WHAT THE EXERCISE ASKS: Copy the entries below, swapping "one point to a line" for "one point per line" wherever it occurs and leaving everything else unchanged.

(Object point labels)
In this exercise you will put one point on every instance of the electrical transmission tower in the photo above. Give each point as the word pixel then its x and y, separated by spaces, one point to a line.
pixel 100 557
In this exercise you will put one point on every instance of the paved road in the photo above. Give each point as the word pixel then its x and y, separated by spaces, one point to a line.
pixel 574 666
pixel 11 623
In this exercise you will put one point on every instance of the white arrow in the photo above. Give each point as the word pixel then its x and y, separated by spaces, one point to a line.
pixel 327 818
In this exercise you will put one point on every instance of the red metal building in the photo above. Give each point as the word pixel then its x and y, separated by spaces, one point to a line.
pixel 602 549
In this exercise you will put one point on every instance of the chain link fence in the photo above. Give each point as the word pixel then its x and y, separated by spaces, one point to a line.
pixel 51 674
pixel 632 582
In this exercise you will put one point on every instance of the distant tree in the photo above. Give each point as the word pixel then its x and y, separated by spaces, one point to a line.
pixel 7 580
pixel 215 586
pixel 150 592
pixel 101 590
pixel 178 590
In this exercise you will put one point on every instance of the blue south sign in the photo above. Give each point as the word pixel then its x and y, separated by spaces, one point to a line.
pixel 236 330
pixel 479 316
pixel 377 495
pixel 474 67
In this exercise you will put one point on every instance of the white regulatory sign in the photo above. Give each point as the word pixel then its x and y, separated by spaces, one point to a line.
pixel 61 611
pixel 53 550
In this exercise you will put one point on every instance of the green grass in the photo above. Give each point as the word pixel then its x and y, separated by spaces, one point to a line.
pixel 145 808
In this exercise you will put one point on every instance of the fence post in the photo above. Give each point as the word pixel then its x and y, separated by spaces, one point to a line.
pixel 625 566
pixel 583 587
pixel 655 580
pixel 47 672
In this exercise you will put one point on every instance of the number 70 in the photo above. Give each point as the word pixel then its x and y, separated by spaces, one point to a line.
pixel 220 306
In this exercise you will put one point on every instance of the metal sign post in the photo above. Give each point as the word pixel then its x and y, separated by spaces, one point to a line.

CORRECT RESULT:
In this exercise you will put one point on every instance of the electrical transmission tower in the photo above. Give each point as the word pixel then its x and y, separated by spaces, one point per line.
pixel 100 557
In this exercise you will put one point on every instance of the paved road in the photo above. Give each point as the word pixel then its x and y, separated by spaces, one point per line.
pixel 574 666
pixel 11 623
In this exercise you will put one point on every instance of the white arrow in the photo above. Give each point as the word pixel then its x and y, separated by spaces, one point per line.
pixel 327 818
In this exercise you will put one point on every instance of the red metal building in the photo above. Give each point as the word pixel then its x and y, separated by spaces, one point per line.
pixel 602 549
In this exercise you will put one point on every instance of the chain link fence in the photo above. Give each point as the word pixel then its x and y, separated by spaces, one point per line.
pixel 51 674
pixel 632 582
In this exercise you will put one point on every instance of the distant tree in the photo above. Give each point as the word pixel then its x and y, separated by spaces, one point per line.
pixel 7 580
pixel 215 586
pixel 150 592
pixel 101 590
pixel 178 590
In this exercise you will put one point on every instance of the blue south sign in the photo above. Give each point as the word pixel then its x and y, separated by spaces, one point per line.
pixel 236 330
pixel 479 316
pixel 377 495
pixel 474 67
In this exercise you will put one point on every instance of the white regulatory sign in the photo above. Give each point as the word pixel then its x and y, separated by spaces, one point per line.
pixel 61 611
pixel 53 550
In this exercise you will put one point on every instance of the green grass in the photo above. Give each point as the word pixel then its x and y, separated by spaces, one point per line.
pixel 145 808
In this exercise you will put one point on every instance of the fence post in the photo above. Give each point as the word pixel then its x and y, separated by spaces, one point per line.
pixel 625 566
pixel 583 587
pixel 655 580
pixel 47 672
In this exercise you will put one point on every instance of the number 70 in the photo above. Give each point as the word pixel then its x and y, separated by spaces, one point per line.
pixel 220 306
In this exercise you will put one point on every instance of the metal sign post in the photo above. Give each point as the word pixel then its x and y, separated by spaces, one point per line.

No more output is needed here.